══ Text under study ══

Project

General

Profile

Actions

action #151138

closed

[openQA][aarch64][media] 15-SP6 Build39.1 media for aarch64 cleaned up while suse.asia instance was still using it size:S

Added by waynechen55 6 months ago. Updated 5 months ago.

Status:
Resolved
Priority:
Normal
Assignee:
Category:
Support
Target version:
Start date:
2023-11-20
Due date:
2023-12-05
% Done:

0%

Estimated time:

Description

Observation

Test run failed because media can not be found, https://openqa.suse.de/assets/repo/SLE-15-SP6-Full-aarch64-Build39.1-Media1/.

Steps to reproduce

  • Check the latest 15-SP6 media Build39.1

Impact

All aarch64 test run failed, for example:
test1
test2
test3

Problem

15-SP6 Build39.1 aarch64 full media does not exist on OSD:
https://openqa.suse.de/assets/repo/SLE-15-SP6-Full-aarch64-Build39.1-Media1/

Suggestions

  • Check media availability from https://openqa.suse.de/admin/assets as well as locally under /var/lib/openqa/share/factory/repo/SLE-15-SP6-Full-aarch64-Build39.1-Media1/ and other builds for the same product
  • Check journal of openqa-gru service for cleanup of "SLE-15-SP6-Full-aarch64-Build39.1-Media1"
  • Check available storage on OSD. Maybe the issue is just a symptom of job groups not configured big enough if we have more available space?
  • Ensure the reporter and we understand that relying on openQA assets from any external service is a bad idea

Workaround

n/a

Out of scope

Fix openqa.qa2.suse.asia to always have access to such assets from OSD

Actions #1

Updated by waynechen55 6 months ago

  • Priority changed from Normal to Urgent
Actions #2

Updated by waynechen55 6 months ago

aarch64 Beta1 testing can not be done without this media.

Actions #3

Updated by okurz 6 months ago

  • Project changed from openQA Infrastructure to openQA Project
  • Category set to Support
  • Target version set to Ready
Actions #4

Updated by tinita 6 months ago

@waynechen55 your links are pointing to openqa.qa2.suse.asia, e.g. http://openqa.qa2.suse.asia/tests/65261#step/guest_installation_run/21
And your links to the assets are pointing to openqa.suse.de.
We're not sure how that is connected to openqa.suse.de.
Btw, http://openqa.qa2.suse.asia/changelog was last updated on Sep 11.

Actions #5

Updated by livdywan 6 months ago

  • Status changed from New to In Progress
  • Assignee set to livdywan

I'll take the ticket and try and confirm what's expected here

Actions #6

Updated by waynechen55 6 months ago

The test suite run on openqa.qa2.suse.asia, but it uses full media on OSD for each new build. So for Build39.1, media https://openqa.suse.de/assets/repo/SLE-15-SP6-Full-aarch64-Build39.1-Media1/ is needed. I do not think this is news, because it is always like this even dated back to 15-SPx.

Actions #7

Updated by waynechen55 6 months ago

tinita wrote in #note-4:

@waynechen55 your links are pointing to openqa.qa2.suse.asia, e.g. http://openqa.qa2.suse.asia/tests/65261#step/guest_installation_run/21
And your links to the assets are pointing to openqa.suse.de.
We're not sure how that is connected to openqa.suse.de.

═══
══ Dataset extract ══

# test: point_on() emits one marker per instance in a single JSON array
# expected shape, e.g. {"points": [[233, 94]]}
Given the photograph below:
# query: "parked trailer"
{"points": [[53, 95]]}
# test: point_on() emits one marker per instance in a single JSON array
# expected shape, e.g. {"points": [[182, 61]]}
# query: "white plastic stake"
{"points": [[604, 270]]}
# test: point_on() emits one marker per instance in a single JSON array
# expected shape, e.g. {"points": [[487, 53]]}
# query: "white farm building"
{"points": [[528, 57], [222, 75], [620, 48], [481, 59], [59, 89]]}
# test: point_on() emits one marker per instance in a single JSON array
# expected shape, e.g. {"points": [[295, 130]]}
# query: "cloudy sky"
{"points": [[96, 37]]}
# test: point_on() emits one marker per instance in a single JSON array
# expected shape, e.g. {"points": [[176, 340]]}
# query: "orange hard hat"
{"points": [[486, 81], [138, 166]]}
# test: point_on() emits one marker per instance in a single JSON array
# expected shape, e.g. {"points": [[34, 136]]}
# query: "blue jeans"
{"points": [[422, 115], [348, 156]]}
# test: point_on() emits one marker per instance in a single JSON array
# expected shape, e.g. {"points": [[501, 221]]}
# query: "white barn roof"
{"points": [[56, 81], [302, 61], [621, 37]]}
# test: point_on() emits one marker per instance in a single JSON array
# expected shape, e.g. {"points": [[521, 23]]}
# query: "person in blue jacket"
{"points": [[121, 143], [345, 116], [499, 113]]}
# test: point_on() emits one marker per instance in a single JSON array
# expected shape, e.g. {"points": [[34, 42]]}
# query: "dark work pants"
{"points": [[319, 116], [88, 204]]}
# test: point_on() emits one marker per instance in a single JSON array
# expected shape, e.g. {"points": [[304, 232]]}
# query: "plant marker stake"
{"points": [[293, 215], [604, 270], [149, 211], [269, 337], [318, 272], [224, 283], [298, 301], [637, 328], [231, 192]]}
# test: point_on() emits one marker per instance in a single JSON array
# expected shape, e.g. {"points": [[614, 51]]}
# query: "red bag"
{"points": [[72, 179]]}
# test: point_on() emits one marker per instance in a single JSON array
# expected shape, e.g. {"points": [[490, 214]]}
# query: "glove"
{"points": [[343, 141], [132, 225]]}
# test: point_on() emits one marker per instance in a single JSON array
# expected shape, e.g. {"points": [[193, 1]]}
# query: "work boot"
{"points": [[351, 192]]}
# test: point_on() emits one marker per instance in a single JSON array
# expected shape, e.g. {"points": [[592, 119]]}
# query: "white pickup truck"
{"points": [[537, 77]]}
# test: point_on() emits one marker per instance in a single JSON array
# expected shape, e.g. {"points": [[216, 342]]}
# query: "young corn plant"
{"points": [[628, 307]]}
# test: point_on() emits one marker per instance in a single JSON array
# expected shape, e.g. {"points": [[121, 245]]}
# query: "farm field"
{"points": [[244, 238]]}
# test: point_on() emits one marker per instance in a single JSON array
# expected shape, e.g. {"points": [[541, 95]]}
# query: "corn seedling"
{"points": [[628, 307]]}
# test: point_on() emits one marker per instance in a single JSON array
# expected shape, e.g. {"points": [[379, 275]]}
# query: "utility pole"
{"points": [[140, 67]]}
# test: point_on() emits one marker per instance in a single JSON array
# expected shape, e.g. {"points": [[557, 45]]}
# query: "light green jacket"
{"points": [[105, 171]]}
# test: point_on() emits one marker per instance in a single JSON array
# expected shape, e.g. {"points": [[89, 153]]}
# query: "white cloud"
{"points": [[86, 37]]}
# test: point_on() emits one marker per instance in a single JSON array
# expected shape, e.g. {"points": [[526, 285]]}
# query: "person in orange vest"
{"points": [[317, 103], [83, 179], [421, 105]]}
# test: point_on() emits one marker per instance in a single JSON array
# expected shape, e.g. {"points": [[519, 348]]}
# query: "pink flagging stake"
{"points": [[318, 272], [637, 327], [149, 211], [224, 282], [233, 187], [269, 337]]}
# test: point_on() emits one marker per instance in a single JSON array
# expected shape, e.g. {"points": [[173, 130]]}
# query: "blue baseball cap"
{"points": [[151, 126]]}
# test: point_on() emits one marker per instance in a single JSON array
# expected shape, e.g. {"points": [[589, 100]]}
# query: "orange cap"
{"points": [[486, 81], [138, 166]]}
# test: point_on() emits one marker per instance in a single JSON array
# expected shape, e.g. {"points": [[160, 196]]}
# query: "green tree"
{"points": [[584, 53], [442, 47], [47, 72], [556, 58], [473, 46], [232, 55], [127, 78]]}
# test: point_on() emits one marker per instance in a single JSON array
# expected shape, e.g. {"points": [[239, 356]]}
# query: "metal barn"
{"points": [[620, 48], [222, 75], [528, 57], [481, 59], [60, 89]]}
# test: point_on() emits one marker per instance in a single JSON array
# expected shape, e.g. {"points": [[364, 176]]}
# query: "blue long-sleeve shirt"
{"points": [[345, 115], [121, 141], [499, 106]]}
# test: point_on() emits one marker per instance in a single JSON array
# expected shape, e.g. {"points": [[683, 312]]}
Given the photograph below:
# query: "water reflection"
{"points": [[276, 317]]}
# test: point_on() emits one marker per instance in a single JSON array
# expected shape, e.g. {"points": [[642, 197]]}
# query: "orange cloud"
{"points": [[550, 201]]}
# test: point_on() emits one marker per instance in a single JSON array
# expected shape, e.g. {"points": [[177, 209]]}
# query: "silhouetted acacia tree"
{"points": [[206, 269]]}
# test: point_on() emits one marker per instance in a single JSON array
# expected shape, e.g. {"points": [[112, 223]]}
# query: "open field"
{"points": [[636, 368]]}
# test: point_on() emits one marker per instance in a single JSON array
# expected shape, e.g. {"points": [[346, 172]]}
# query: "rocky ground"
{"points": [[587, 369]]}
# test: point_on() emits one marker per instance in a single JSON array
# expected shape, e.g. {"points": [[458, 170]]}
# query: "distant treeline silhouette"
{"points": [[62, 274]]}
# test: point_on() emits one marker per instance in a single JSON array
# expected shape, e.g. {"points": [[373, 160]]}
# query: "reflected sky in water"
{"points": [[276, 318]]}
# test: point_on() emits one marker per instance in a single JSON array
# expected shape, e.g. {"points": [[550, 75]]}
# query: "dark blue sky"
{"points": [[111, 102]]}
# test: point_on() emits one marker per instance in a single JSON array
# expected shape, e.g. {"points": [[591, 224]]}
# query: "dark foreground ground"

═══

● **Things to do**:
- 1) What due date does the ticket give?
- 2) Retype the stretch of the ticket from "Suggestions" through "more available space?".
The listing is separate material and has no connection to the ticket.

● **Answers to each task**:
- 1) 2023-12-05

- 2)
Suggestions

  • Check media availability from https://openqa.suse.de/admin/assets as well as locally under /var/lib/openqa/share/factory/repo/SLE-15-SP6-Full-aarch64-Build39.1-Media1/ and other builds for the same product
  • Check journal of openqa-gru service for cleanup of "SLE-15-SP6-Full-aarch64-Build39.1-Media1"
  • Check available storage on OSD. Maybe the issue is just a symptom of job groups not configured big enough if we have more available space?